SELECTION:
'''

IN the 1980s, the Indian public got to know of two sets of strange offshore entities that were based in global tax havens. One set included names such as Lotus, Tulip, and Mont Blanc that were located in Switzerland, Panama, and Lichtenstein, respectively. The other set comprised Crocodile Investments and Fiasco Investments that were headquartered in the Isle of Man. The first group was allegedly involved in the payments of bribes and commissions in the controversial Bofors case. The second played a dubious role in stock speculations in the Indian bourses.
The transactions of these companies established the role they played in the movement of money to favour specific individuals, which included agents and middlemen, industrialists, and politicians. But more importantly, the deals proved two things—one that was evident, and the other that was counterintuitive, i.e. contrary to common sense expectations. In Bofors, it was clear, yet again, that Indians use tax havens as hiding places for illegal money. But in the cases of Crocodile and Fiasco, it hinted that Indians are possibly bringing back the illicit money that was stashed abroad.
During the 1990s and 2000s, these trends accelerated, but became intertwined. In essence, the illegal capital flight out of the country intensified, largely to tax havens, but the money wasn’t parked there as was the case in the 1970s and 1980s. In fact, the black money was promptly re-routed through normal banking channels to invest in India—either as foreign direct investment, non-resident Indians’ investment, or as foreign money that was used to buy Indian stocks. The black money was washed as white, and used to earn attractive re-turns in the post-reforms India.

'''

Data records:

'''

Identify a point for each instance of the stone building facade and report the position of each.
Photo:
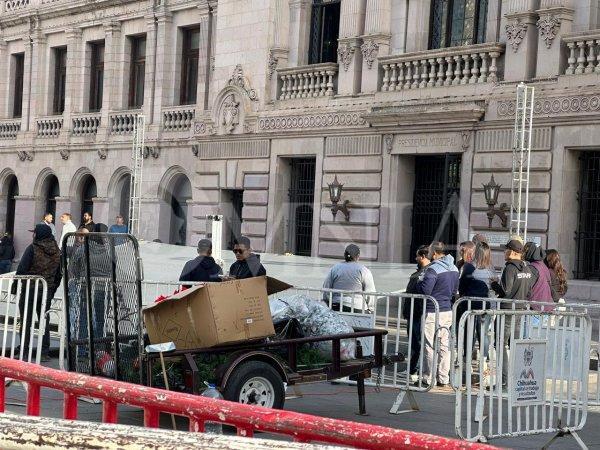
(409, 104)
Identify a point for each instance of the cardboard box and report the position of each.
(214, 314)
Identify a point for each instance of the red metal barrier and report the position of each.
(247, 419)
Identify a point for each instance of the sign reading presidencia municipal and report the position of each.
(527, 379)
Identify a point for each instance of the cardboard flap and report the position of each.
(274, 285)
(178, 296)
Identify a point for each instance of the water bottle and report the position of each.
(212, 392)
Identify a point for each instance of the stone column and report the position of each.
(74, 85)
(376, 41)
(149, 81)
(164, 72)
(555, 20)
(24, 220)
(299, 36)
(417, 34)
(112, 73)
(521, 40)
(352, 20)
(204, 56)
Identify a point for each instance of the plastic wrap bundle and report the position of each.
(315, 319)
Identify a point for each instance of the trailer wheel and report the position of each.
(255, 383)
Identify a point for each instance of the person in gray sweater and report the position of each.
(349, 275)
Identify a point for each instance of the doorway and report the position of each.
(435, 201)
(301, 196)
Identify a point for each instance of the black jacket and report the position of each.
(7, 249)
(250, 267)
(517, 280)
(202, 268)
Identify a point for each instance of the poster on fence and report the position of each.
(527, 372)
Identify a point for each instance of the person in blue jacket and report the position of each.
(440, 281)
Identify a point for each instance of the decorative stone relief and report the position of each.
(369, 50)
(388, 140)
(25, 156)
(151, 151)
(230, 114)
(555, 105)
(238, 79)
(515, 33)
(345, 55)
(548, 27)
(272, 64)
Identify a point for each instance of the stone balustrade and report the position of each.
(583, 52)
(9, 128)
(178, 118)
(122, 122)
(85, 124)
(316, 80)
(441, 67)
(49, 126)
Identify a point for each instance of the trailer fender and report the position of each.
(237, 358)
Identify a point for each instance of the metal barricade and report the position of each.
(23, 303)
(406, 319)
(540, 382)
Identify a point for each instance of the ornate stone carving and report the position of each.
(230, 114)
(345, 55)
(272, 63)
(388, 140)
(515, 33)
(555, 105)
(325, 120)
(369, 50)
(151, 151)
(238, 79)
(25, 156)
(548, 26)
(466, 140)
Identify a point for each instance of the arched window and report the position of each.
(457, 22)
(324, 31)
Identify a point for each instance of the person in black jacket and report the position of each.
(248, 264)
(7, 253)
(41, 258)
(414, 324)
(203, 267)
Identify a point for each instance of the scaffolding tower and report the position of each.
(521, 160)
(135, 187)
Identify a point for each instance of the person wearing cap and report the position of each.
(439, 281)
(247, 264)
(349, 275)
(203, 267)
(41, 258)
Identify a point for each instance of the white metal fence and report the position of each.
(23, 316)
(530, 375)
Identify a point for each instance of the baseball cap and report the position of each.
(515, 245)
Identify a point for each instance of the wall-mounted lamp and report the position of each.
(335, 195)
(491, 191)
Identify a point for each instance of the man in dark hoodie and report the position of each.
(440, 281)
(203, 267)
(41, 258)
(247, 264)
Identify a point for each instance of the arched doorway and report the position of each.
(177, 195)
(87, 194)
(51, 190)
(12, 192)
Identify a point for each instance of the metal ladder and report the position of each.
(521, 160)
(135, 188)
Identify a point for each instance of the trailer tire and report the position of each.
(255, 383)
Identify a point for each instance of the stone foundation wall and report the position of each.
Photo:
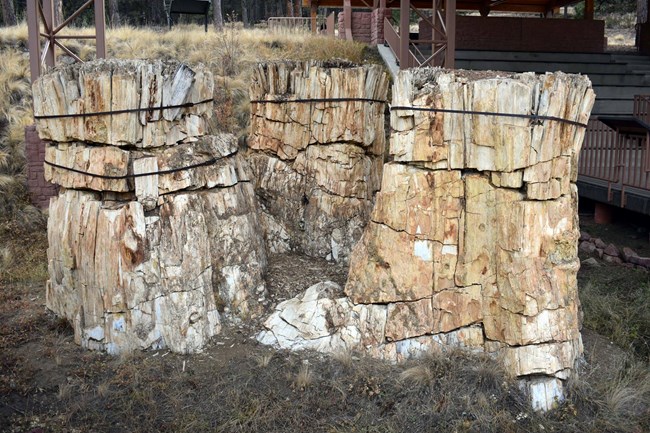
(40, 191)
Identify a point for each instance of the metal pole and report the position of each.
(100, 29)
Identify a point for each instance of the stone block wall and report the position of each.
(377, 25)
(362, 27)
(40, 190)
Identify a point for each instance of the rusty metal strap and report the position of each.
(133, 176)
(281, 100)
(533, 117)
(130, 110)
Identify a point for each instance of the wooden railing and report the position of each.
(642, 108)
(292, 24)
(442, 48)
(392, 38)
(621, 160)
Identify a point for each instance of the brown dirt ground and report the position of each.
(49, 384)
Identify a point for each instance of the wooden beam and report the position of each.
(100, 29)
(450, 18)
(404, 33)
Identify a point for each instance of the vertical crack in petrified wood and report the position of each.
(317, 140)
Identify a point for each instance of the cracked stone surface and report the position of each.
(473, 238)
(157, 260)
(317, 165)
(122, 85)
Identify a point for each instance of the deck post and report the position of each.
(404, 33)
(314, 17)
(589, 9)
(450, 18)
(347, 14)
(34, 39)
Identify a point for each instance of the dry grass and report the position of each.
(230, 55)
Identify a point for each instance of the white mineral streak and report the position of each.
(317, 165)
(472, 241)
(151, 261)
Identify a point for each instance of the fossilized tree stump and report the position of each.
(154, 238)
(473, 238)
(317, 140)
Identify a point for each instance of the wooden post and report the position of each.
(34, 39)
(434, 18)
(347, 14)
(589, 9)
(450, 18)
(100, 29)
(404, 33)
(314, 18)
(48, 15)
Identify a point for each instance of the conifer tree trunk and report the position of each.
(114, 13)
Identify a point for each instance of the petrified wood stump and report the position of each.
(472, 241)
(154, 238)
(317, 140)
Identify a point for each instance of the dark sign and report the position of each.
(192, 7)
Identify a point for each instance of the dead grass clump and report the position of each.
(615, 303)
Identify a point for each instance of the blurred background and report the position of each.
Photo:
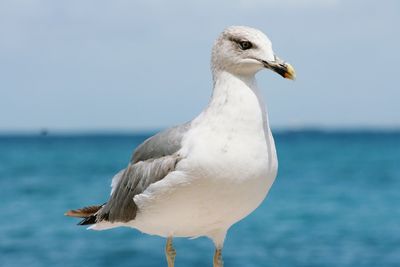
(82, 83)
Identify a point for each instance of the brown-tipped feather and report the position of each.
(83, 212)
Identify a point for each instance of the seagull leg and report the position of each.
(170, 252)
(218, 258)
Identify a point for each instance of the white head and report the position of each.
(244, 51)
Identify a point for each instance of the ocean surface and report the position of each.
(335, 202)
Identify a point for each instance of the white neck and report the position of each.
(238, 99)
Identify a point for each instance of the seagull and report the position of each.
(201, 177)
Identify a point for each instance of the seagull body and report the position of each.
(199, 178)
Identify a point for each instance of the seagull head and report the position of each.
(244, 51)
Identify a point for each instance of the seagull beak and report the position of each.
(281, 67)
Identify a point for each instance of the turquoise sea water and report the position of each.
(336, 202)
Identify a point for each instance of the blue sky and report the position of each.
(127, 65)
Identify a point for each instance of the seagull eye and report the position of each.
(244, 45)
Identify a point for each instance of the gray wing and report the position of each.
(162, 144)
(151, 162)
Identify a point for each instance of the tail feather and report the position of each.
(87, 213)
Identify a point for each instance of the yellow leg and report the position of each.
(218, 258)
(170, 252)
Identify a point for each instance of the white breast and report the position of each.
(228, 167)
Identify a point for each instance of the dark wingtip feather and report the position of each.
(87, 213)
(88, 220)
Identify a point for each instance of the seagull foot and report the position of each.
(218, 258)
(170, 252)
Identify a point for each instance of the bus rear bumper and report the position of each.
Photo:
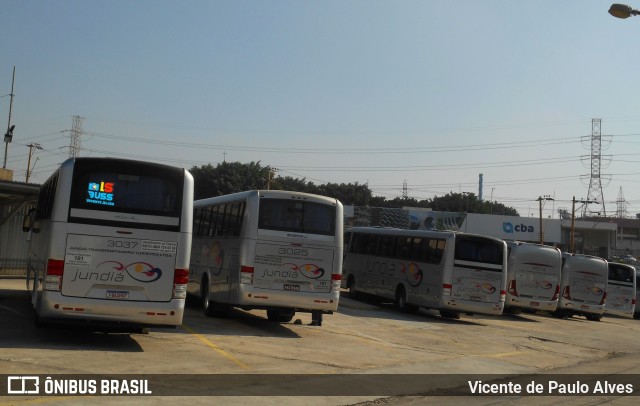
(56, 307)
(302, 302)
(542, 305)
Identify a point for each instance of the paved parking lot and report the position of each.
(361, 338)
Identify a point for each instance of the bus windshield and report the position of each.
(297, 216)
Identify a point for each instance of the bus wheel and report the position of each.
(449, 314)
(593, 317)
(280, 316)
(209, 307)
(401, 302)
(351, 284)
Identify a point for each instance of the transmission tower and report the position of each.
(621, 206)
(75, 144)
(595, 181)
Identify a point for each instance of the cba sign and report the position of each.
(509, 228)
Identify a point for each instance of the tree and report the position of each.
(228, 177)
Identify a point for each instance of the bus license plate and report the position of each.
(117, 294)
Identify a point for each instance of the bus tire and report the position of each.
(401, 302)
(449, 314)
(280, 316)
(209, 307)
(593, 317)
(351, 285)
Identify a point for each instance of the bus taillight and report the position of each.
(53, 279)
(180, 279)
(246, 274)
(604, 298)
(336, 281)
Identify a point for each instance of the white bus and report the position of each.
(583, 286)
(621, 290)
(109, 244)
(447, 271)
(274, 250)
(533, 277)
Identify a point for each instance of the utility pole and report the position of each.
(595, 193)
(31, 147)
(76, 131)
(9, 134)
(272, 171)
(573, 220)
(540, 199)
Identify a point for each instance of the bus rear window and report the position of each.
(127, 191)
(478, 250)
(297, 216)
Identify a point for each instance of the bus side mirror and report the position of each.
(29, 223)
(26, 223)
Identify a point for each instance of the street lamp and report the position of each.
(622, 11)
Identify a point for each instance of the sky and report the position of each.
(428, 93)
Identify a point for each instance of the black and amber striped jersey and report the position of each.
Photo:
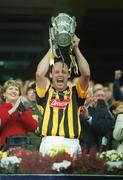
(60, 110)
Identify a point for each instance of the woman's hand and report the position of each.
(75, 41)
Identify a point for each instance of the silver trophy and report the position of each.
(61, 32)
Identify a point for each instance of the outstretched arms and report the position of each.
(82, 63)
(42, 70)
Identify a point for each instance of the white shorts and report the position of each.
(51, 145)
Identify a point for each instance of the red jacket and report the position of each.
(15, 124)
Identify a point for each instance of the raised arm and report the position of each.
(82, 64)
(42, 70)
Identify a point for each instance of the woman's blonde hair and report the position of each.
(8, 83)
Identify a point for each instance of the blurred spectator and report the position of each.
(118, 128)
(15, 119)
(117, 88)
(97, 129)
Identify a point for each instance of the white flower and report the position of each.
(111, 155)
(8, 161)
(61, 165)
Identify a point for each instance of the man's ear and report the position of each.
(51, 75)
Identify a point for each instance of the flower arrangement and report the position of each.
(22, 161)
(111, 155)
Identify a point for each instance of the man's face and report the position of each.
(60, 75)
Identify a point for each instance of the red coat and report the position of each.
(15, 124)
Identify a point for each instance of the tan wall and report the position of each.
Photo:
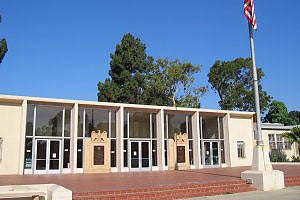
(241, 129)
(289, 153)
(10, 131)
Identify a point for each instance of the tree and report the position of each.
(3, 46)
(233, 82)
(137, 78)
(293, 136)
(172, 84)
(129, 65)
(278, 113)
(295, 115)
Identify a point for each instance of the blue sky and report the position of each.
(60, 49)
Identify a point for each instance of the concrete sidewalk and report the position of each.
(290, 193)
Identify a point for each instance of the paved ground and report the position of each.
(291, 193)
(137, 180)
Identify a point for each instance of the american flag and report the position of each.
(250, 13)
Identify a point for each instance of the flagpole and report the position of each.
(256, 92)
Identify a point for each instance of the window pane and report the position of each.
(95, 119)
(29, 120)
(153, 115)
(125, 125)
(139, 125)
(79, 153)
(48, 121)
(125, 153)
(176, 124)
(222, 152)
(113, 153)
(80, 123)
(210, 128)
(191, 155)
(166, 152)
(28, 153)
(113, 124)
(190, 135)
(67, 122)
(154, 153)
(98, 155)
(221, 127)
(66, 163)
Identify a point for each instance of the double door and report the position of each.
(211, 153)
(47, 156)
(139, 155)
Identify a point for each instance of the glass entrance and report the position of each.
(139, 155)
(47, 156)
(211, 154)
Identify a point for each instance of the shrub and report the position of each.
(278, 156)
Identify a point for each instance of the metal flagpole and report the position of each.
(256, 92)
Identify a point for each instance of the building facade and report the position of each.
(272, 135)
(44, 136)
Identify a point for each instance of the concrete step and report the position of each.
(292, 181)
(170, 192)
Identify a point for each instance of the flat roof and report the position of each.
(15, 98)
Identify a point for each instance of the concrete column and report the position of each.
(226, 129)
(160, 139)
(73, 145)
(119, 138)
(22, 136)
(196, 141)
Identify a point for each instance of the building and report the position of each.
(44, 136)
(272, 135)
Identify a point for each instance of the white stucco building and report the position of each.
(43, 135)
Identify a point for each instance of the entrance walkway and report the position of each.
(291, 193)
(138, 180)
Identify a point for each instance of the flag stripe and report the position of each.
(249, 13)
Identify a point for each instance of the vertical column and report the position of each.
(119, 138)
(226, 129)
(160, 139)
(22, 137)
(73, 146)
(196, 141)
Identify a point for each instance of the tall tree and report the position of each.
(233, 82)
(3, 46)
(129, 65)
(137, 78)
(173, 84)
(295, 115)
(278, 113)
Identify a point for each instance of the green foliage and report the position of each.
(295, 115)
(278, 156)
(3, 47)
(278, 113)
(137, 78)
(233, 82)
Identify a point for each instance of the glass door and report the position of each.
(139, 155)
(41, 156)
(48, 156)
(211, 155)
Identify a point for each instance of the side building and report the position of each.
(44, 136)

'''

TASK TO CARRY OUT:
Write the next part of the text about Indian black money and tax havens, starting after its final sentence. These items have no connection to the text about Indian money moving through offshore tax havens.

OUTPUT OF THE TASK:
Data from the Swiss authorities, for example, adds credence to this re-routing of the ill-gotten money back to India. In 2019, the Swiss National Bank revealed that Indians (which did not include the money they held in foreign names and non-Indian entities) held less than Rs. 7,000 crore in its country’s banks. The highest ever was in 2006—Rs. 23,000 crore. This was way short of the various claims and estimates. One said that Indians held over a trillion dollars, more than Rs. 700,000 crore at today’s exchange rate, in Swiss banks.
Another way to analyse the situation is to look at the figures that became public due to the leaks by financial whistle blowers. A few years ago, an ex-engineer at the global bank, HSBC, shared details of over 100,000 bank accounts with the media. These included almost 1,200 Indians, who held Rs. 25,420 crore in illegal accounts, i.e. just over Rs. 20 crore or less than $3 million at the current exchange rate. The same was true about the latest revelations that were dubbed The Panama Papers and The Paradise Papers.
In their book, The Panama Papers, the three Indian Express journalists, who exposed the offshore scandal, say that the government sleuths found that the 500 named Indians held undisclosed assets of just over Rs. 1,100 crore. This comes to an average of Rs. 2 crore per individual or entity. And this is the biggest problem with the book, which misses the woods for the trees. The three journalists ask the wrong questions, or rather the not-so-right ones, and go ahead with vigour and enthusiasm to answer them.
Instead of a sharp focus on why Indians hold so less money in the offshore entities, they take a deep dive into the specific names. The journey, or the efforts and challenges to trace the beneficiaries and owners of the offshore accounts, becomes the main narrative. The journalists, in effect, become the protagonists, rather than what was openly visible. In fact, the authors breezily mention that they find no names of Indian politicians because the latter are able to hide their identities even in offshore accounts.
THE question should have propped up because the authors mention other instances where the efforts to trace black money failed miserably. Under a one-time voluntary disclosure of foreign assets in 2015, “648 declarations involving undisclosed foreign assets worth over Rs. 4,100 crore were made”. This is over Rs. 6 crore per disclosure. In 2016, the government gave the option for Indian assets. “At the end, there were 71,726 declarations disclosing Rs. 67,382 crore”, says the book, or less than Rs. 1 crore per declaration.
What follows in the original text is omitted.